» **Material shown**
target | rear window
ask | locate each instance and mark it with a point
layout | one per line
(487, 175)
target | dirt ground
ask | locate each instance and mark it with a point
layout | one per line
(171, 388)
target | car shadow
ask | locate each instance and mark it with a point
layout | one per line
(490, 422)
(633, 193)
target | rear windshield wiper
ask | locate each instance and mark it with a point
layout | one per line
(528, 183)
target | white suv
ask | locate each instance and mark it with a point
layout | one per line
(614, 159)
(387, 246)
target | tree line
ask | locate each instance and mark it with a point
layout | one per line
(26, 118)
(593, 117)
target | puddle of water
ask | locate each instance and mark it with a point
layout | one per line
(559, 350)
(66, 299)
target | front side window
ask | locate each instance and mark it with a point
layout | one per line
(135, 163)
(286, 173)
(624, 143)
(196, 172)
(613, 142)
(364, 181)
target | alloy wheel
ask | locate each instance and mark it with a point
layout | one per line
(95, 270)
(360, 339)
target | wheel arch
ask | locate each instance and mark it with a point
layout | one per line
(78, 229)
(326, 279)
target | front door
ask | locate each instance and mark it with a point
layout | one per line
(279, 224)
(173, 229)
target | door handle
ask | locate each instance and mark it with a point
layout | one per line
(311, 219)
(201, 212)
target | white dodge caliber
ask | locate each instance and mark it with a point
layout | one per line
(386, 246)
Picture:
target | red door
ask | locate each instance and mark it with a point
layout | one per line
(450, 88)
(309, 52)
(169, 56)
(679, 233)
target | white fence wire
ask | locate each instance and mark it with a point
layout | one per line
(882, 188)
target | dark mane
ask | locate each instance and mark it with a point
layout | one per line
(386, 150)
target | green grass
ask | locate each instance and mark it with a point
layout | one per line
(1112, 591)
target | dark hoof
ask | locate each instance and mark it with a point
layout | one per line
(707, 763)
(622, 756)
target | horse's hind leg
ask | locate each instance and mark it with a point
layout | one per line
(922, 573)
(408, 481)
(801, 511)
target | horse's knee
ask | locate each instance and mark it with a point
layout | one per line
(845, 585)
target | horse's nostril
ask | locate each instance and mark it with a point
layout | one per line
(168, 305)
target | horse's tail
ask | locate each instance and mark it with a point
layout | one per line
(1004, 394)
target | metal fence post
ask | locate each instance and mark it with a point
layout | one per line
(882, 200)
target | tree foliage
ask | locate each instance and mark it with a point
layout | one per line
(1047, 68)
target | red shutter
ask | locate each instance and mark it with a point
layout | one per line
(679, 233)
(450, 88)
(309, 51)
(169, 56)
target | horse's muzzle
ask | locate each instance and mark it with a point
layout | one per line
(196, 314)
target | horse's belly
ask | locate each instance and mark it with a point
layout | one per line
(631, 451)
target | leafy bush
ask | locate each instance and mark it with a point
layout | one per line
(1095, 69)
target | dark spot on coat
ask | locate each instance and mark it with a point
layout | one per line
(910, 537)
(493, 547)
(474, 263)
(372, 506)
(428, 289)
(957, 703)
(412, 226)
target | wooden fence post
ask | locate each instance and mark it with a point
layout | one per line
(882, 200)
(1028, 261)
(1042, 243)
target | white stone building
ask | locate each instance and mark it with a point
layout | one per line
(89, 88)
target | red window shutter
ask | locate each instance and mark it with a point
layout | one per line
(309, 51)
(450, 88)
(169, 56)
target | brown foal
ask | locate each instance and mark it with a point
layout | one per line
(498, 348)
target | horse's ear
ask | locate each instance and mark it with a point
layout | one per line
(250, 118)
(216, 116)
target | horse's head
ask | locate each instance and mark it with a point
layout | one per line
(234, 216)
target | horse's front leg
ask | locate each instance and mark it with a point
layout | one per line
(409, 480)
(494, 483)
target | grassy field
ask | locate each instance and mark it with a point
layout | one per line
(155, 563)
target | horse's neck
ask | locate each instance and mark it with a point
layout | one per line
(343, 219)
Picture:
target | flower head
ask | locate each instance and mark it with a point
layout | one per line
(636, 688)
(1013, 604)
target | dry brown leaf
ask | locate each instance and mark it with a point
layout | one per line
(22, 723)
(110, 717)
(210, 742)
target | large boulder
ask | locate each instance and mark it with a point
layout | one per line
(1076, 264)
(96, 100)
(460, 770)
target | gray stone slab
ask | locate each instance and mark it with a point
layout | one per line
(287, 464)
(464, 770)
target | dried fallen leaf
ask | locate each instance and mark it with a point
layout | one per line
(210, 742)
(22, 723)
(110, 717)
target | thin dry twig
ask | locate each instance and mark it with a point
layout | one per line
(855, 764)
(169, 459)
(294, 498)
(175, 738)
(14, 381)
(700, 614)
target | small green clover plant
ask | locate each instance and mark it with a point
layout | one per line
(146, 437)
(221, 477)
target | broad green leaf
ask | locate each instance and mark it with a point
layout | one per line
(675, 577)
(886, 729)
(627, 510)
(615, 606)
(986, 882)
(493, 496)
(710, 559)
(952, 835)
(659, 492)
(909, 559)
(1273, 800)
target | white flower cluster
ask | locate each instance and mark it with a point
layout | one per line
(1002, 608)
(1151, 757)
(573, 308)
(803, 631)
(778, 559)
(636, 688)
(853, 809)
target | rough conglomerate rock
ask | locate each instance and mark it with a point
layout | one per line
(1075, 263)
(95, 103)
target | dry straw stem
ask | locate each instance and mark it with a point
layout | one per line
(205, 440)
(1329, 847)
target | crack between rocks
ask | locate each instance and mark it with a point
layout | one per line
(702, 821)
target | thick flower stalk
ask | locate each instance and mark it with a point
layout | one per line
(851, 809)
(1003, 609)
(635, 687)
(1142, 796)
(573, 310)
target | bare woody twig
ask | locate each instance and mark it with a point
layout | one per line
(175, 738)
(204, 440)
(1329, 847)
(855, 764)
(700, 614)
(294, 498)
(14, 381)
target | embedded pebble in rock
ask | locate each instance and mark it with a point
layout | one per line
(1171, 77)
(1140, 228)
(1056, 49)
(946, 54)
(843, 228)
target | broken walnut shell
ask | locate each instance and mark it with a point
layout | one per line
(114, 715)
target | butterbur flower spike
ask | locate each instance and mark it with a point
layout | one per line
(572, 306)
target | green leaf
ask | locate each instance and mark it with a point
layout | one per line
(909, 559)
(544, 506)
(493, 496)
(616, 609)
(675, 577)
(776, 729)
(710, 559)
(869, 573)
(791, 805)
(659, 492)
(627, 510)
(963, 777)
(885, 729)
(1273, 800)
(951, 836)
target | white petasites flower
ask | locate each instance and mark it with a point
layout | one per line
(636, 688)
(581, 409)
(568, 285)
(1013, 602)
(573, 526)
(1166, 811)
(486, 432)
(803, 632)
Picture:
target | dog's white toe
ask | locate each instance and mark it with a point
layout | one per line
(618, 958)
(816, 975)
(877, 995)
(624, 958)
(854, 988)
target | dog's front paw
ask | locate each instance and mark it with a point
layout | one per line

» **Problem to work on**
Reproduce the entire listing above verbatim, line for line, without altering any wording or coordinates.

» **Exercise answer**
target | rear window
ask | locate each instance and mark it with a point
layout | one per line
(487, 175)
target | dirt ground
ask | locate each instance and mark it with a point
layout | one per line
(171, 388)
target | car shadow
ask | locate each instance and mark it with a point
layout | one per line
(490, 422)
(633, 193)
target | rear windshield wiper
ask | locate each instance and mark it with a point
layout | one per line
(528, 183)
target | white suv
ask | locate each instance and mark it with a point
layout | one per line
(614, 159)
(387, 246)
target | tree line
ask | locate each instance and mark it with a point
layout | one per line
(26, 118)
(593, 117)
target | puddle of water
ask | locate each instance and mark it with a point
layout | one per line
(559, 350)
(66, 299)
target | front side window
ask | locate each instance and mark it with a point
layout | one per line
(135, 163)
(286, 173)
(624, 143)
(196, 172)
(613, 142)
(364, 181)
target | alloy wheel
ask | locate each instance and mark it with a point
layout | one per line
(95, 270)
(360, 339)
target | wheel arch
ask | locate each instance and mark it with a point
layout | one per line
(78, 229)
(326, 279)
target | front door
ask | locate each instance and mark it with a point
layout | one per line
(279, 224)
(173, 229)
target | door handle
ask | locate each instance and mark it with a point
layout | one per line
(311, 219)
(201, 212)
target | white dodge caliber
ask | locate each instance and mark it with a point
layout | one per line
(386, 246)
Picture:
target | red door
ask | locate each instance and mark it with a point
layout | one per line
(450, 88)
(309, 52)
(169, 56)
(679, 233)
target | white fence wire
ask | locate each instance and mark it with a point
layout | one per line
(882, 188)
target | dark mane
ask | locate each instance and mark it with a point
layout | one per line
(386, 150)
target | green grass
ask | locate each instance and mark it with a point
layout | one per line
(1112, 591)
target | dark hoof
ask | locate each instance and mark it with a point
layout | one per line
(707, 763)
(622, 756)
target | horse's hind leg
ask | locate each instance and mark it with a point
layout | one per line
(922, 573)
(408, 481)
(801, 511)
target | horse's knee
ask | locate each instance and mark it with a point
layout | one per line
(845, 585)
target | horse's nostril
ask | locate each instance and mark it with a point
layout | one per line
(168, 305)
target | horse's tail
ask | locate each instance and mark it with a point
layout | one per line
(1004, 394)
target | metal fence post
ask | locate each instance and mark it with a point
layout | one per line
(882, 200)
target | tree foliage
ask | locate each instance and mark it with a point
layout | one per line
(1047, 68)
target | red shutter
ask | locate each instance and mark it with a point
layout | one per line
(679, 233)
(450, 88)
(309, 51)
(169, 56)
target | horse's muzzle
ask | locate each instance and mark it with a point
layout | one per line
(196, 314)
target | horse's belly
ask | locate each instance and mark it with a point
layout | one per line
(631, 451)
target | leafy bush
ask | locate each instance and mark it with a point
layout | one per line
(1095, 69)
target | dark spot on coat
ask | locate each instance and mark it with a point
layout | one per line
(910, 537)
(493, 547)
(474, 263)
(372, 506)
(428, 289)
(957, 703)
(412, 226)
target | wooden fence post
ask | locate each instance and mark it with a point
layout | one per line
(882, 200)
(1028, 261)
(1042, 243)
target | white stone building
ask | locate each instance and mark it with a point
layout | one per line
(89, 88)
target | red window shutter
ask | locate each instance and mark it with a point
layout | one per line
(309, 51)
(450, 88)
(169, 56)
target | brown foal
ask | locate each instance and mark it with a point
layout | one per line
(498, 348)
target | horse's ear
ask | locate each instance and mark it with a point
layout | one per line
(250, 118)
(216, 116)
target | horse's head
ask | locate each instance and mark it with a point
layout | one per line
(234, 216)
target | horse's front leg
ask | locate each instance and mark it with a point
layout | one per line
(409, 480)
(494, 483)
target | grassy field
ask | locate each instance and mark it with a point
layout | one per line
(155, 563)
target | horse's neck
ask | locate each instance and mark it with a point
layout | one per line
(343, 219)
Picture:
target | flower head
ask | locate each instance and mark it with a point
layout | one per line
(636, 688)
(1013, 604)
target | dry brown leaf
ask | locate each instance and mark it with a point
layout | one per line
(22, 723)
(110, 717)
(210, 742)
target | large boulder
ask | locate each instance and mark it with a point
layout | one per line
(1076, 264)
(96, 100)
(460, 770)
target | gray stone slab
ask | locate each instance and mark it with a point
layout | one per line
(287, 464)
(464, 770)
target | dried fallen leaf
ask | locate each instance and mark it with a point
layout | one per line
(210, 742)
(22, 723)
(110, 717)
target | thin dry twig
ask | locate each instance and mark it with a point
layout | one per line
(855, 764)
(169, 459)
(294, 498)
(175, 738)
(14, 381)
(700, 614)
target | small green clover plant
ask | locate each instance and mark it with a point
layout | one per line
(146, 437)
(221, 477)
target | broad green leaf
ask | locate each instance and mark it with a point
layout | one per line
(675, 577)
(886, 729)
(627, 510)
(615, 606)
(986, 882)
(493, 496)
(710, 559)
(952, 835)
(659, 492)
(909, 559)
(1273, 800)
target | white flower cluster
ask | locate each instance and mark it with a point
layout | one per line
(1002, 608)
(1151, 757)
(573, 308)
(803, 631)
(778, 559)
(636, 688)
(853, 809)
target | rough conglomerate rock
ask | locate each instance and mark it with a point
layout | one per line
(1075, 263)
(95, 103)
target | dry straw stem
ask | locate each instance and mark it with a point
layout | one per line
(205, 440)
(1329, 847)
target | crack between rocks
ask | locate each instance and mark it with a point
layout | one per line
(702, 821)
target | thick flower stalk
ask | locate each instance and mark it with a point
layout | one per line
(851, 809)
(1003, 609)
(635, 687)
(1142, 796)
(573, 310)
target | bare woody twig
ask | locate each instance and mark it with a point
layout | one per line
(175, 738)
(204, 440)
(1329, 847)
(855, 764)
(700, 614)
(294, 498)
(14, 381)
target | embedded pebble in rock
ask | locate each instance and mark it with a point
layout | one per line
(1171, 77)
(1140, 228)
(1056, 49)
(946, 54)
(843, 228)
target | broken walnut shell
ask | locate each instance and mark it with a point
layout | one per line
(114, 715)
target | butterbur flower spike
ask | locate each instance and mark it with a point
layout | one per line
(572, 306)
target | green leaf
ask | locate each instance and mark it with a point
layout | one per line
(909, 559)
(544, 506)
(493, 496)
(616, 609)
(675, 577)
(776, 729)
(710, 559)
(869, 573)
(791, 805)
(659, 492)
(627, 510)
(963, 777)
(885, 729)
(1273, 800)
(951, 836)
target | white petasites flower
ask | locate each instance and mark it with a point
layout | one per line
(636, 688)
(581, 409)
(568, 285)
(1013, 602)
(573, 526)
(1166, 811)
(486, 432)
(803, 632)
Picture:
target | dog's white toe
ask | locate each instance and mark it with a point
layout | one per line
(618, 958)
(816, 975)
(877, 995)
(624, 958)
(854, 988)
target | dog's front paw
ask | locate each instance and mark it with a point
layout | one per line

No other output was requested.